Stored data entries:
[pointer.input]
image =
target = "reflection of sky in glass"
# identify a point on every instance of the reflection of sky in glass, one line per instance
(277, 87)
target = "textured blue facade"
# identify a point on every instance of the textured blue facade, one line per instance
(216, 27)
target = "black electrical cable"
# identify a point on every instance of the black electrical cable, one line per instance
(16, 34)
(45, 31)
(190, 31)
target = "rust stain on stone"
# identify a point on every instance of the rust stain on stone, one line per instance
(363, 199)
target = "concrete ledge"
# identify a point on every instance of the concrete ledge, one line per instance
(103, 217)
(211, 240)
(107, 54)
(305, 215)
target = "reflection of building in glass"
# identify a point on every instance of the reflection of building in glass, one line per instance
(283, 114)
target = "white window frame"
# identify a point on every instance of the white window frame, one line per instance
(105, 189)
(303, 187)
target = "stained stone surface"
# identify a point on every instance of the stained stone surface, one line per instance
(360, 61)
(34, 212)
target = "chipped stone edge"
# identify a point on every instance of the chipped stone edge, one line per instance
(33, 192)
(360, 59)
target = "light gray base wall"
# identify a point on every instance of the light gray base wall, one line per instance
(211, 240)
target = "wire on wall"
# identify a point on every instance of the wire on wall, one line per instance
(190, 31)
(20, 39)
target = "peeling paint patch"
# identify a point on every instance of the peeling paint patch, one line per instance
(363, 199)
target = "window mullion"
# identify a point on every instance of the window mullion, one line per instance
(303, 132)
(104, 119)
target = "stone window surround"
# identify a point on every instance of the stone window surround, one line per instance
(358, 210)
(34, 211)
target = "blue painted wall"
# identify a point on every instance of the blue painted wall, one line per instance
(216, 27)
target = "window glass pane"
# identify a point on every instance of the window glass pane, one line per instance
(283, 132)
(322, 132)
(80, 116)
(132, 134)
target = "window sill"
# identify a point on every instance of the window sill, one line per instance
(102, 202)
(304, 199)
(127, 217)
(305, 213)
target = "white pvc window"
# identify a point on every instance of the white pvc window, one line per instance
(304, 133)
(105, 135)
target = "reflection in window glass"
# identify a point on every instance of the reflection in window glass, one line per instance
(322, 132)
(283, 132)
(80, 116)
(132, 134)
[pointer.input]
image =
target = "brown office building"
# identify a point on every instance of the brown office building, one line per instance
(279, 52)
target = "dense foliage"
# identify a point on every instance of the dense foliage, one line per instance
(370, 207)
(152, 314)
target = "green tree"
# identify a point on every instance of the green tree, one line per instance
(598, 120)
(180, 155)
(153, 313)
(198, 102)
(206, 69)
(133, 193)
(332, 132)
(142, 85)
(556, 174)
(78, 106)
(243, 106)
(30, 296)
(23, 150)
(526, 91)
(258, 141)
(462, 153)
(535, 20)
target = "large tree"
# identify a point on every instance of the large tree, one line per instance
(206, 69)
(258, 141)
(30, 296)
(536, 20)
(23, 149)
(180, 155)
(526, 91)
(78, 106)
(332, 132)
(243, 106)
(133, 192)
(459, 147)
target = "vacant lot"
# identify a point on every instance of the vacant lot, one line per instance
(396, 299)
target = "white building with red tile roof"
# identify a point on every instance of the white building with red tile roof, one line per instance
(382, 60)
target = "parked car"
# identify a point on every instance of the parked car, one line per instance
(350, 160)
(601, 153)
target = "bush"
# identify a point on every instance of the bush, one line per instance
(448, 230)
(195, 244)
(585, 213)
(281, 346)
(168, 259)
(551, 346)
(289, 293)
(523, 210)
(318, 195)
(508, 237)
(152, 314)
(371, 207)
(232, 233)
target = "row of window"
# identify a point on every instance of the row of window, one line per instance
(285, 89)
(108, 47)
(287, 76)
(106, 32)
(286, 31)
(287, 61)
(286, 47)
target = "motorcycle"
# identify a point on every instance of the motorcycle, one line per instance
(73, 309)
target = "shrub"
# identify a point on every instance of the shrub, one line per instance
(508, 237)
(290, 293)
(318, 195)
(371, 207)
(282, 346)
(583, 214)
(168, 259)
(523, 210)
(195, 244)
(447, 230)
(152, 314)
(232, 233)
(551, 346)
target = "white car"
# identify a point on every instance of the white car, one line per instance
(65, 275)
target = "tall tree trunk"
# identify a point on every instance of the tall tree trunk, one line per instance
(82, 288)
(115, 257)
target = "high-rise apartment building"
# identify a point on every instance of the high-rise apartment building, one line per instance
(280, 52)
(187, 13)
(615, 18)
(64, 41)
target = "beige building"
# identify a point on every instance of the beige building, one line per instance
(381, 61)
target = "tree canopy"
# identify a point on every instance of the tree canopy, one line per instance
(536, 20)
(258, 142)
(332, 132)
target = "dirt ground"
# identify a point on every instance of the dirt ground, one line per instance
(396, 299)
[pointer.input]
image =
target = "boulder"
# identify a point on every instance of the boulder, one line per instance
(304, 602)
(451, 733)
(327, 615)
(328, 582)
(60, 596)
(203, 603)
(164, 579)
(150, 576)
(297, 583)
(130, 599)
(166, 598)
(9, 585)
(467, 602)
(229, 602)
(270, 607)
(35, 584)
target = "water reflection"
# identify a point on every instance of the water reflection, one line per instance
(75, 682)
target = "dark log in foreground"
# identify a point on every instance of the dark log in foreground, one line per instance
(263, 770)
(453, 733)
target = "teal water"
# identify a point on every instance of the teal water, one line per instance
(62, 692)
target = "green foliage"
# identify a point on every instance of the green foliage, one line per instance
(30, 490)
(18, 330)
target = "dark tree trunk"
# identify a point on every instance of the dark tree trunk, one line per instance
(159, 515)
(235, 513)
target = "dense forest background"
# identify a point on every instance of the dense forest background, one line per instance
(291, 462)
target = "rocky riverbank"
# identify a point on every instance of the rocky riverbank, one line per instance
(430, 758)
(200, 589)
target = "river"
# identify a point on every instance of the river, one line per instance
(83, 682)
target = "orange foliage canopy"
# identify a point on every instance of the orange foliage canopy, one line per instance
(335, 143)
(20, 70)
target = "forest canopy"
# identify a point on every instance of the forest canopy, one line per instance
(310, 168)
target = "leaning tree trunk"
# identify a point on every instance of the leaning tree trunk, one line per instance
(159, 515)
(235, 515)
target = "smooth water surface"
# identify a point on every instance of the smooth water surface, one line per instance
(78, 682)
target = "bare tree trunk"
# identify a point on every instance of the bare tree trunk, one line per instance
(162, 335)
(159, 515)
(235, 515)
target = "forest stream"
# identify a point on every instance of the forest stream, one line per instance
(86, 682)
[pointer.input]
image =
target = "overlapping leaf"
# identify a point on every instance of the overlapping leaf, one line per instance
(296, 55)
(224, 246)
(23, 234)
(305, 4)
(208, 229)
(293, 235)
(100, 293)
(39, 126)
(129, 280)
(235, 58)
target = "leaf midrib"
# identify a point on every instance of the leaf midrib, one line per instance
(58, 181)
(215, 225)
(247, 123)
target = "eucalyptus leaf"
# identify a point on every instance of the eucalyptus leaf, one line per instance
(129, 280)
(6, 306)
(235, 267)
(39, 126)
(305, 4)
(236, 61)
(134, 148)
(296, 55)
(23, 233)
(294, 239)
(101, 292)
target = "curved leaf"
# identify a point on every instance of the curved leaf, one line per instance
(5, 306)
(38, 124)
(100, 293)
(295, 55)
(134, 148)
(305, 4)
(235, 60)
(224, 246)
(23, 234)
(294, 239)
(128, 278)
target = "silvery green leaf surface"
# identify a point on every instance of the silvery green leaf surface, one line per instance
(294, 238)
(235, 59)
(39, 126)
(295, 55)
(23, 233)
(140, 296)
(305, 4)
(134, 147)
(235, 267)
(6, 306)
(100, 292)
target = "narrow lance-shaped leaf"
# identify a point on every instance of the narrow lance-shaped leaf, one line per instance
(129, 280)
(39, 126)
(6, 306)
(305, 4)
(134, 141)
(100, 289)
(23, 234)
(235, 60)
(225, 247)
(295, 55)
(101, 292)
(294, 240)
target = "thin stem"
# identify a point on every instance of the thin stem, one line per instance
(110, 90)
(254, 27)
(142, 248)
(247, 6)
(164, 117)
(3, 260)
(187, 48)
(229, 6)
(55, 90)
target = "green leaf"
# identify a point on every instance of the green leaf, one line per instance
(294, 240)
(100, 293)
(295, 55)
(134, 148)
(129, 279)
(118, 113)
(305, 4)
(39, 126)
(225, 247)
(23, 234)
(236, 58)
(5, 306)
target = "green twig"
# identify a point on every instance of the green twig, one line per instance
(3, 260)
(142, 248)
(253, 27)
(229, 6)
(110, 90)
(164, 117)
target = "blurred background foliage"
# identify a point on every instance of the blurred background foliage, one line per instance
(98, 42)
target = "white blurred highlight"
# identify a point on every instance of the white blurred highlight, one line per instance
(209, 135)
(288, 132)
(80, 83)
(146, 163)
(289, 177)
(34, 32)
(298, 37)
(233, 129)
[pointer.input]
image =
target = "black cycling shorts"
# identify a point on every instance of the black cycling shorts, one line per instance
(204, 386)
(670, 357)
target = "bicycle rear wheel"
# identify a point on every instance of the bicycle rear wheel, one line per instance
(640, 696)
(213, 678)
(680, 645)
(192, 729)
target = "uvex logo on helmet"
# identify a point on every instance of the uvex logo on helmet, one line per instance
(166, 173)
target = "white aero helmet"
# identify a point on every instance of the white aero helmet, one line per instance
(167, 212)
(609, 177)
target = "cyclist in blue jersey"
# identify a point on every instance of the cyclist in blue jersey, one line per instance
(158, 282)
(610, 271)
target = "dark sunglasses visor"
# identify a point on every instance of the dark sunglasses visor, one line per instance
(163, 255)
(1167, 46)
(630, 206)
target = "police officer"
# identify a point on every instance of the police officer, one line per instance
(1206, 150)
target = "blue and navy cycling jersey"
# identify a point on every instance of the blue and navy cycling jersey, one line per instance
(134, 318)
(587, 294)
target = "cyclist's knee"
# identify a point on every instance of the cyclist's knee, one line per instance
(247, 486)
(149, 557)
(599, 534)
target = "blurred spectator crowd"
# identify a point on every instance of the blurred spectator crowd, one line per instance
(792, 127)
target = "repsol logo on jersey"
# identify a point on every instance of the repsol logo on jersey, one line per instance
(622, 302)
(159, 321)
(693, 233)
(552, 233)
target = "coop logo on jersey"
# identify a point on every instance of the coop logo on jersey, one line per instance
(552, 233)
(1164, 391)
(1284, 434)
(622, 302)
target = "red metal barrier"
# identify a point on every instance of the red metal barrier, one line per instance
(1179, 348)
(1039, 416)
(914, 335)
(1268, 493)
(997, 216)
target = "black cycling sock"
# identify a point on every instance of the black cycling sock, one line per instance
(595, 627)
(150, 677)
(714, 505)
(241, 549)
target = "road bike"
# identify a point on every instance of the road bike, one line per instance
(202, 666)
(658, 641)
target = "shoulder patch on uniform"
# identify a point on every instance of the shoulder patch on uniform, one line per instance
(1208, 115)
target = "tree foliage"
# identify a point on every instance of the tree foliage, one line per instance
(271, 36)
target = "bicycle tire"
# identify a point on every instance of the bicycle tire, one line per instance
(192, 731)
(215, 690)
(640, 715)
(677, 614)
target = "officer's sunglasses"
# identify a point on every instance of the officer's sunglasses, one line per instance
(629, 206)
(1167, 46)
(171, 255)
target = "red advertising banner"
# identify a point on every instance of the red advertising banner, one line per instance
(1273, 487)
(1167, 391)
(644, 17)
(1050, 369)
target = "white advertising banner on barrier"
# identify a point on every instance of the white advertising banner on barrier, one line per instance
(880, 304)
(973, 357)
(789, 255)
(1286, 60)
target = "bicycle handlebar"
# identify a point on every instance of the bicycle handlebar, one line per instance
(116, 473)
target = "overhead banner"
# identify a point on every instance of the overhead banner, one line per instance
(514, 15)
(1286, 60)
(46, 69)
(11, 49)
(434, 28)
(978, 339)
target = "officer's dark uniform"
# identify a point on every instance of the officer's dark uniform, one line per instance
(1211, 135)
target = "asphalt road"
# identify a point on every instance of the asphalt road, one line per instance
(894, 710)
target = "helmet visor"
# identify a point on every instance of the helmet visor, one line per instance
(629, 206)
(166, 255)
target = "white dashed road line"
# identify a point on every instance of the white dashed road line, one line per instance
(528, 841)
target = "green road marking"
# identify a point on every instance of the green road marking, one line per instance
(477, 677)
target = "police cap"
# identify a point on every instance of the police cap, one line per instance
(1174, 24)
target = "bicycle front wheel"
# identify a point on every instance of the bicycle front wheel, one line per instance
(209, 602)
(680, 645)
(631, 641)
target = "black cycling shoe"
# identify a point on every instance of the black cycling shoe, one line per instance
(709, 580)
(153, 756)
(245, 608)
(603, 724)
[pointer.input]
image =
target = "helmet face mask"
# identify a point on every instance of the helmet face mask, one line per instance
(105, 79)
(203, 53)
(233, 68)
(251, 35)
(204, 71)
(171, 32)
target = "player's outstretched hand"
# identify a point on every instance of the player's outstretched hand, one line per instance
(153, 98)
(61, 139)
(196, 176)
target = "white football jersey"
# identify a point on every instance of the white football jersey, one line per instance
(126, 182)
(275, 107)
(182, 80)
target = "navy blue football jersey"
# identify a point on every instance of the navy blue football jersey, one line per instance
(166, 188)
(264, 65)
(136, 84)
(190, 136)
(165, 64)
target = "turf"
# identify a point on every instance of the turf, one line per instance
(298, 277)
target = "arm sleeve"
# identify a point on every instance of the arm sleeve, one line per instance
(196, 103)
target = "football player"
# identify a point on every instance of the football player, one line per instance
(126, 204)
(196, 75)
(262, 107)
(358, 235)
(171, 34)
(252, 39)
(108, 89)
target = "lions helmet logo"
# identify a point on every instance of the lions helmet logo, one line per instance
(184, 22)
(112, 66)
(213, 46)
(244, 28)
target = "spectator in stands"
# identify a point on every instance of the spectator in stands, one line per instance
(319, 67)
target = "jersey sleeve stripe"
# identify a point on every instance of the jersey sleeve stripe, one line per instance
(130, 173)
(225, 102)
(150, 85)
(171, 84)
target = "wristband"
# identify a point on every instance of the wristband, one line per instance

What you will do →
Each line holding "wristband" in the records should be copied out.

Output →
target = "wristband"
# identify a point on every instance of the wristband, one line per instance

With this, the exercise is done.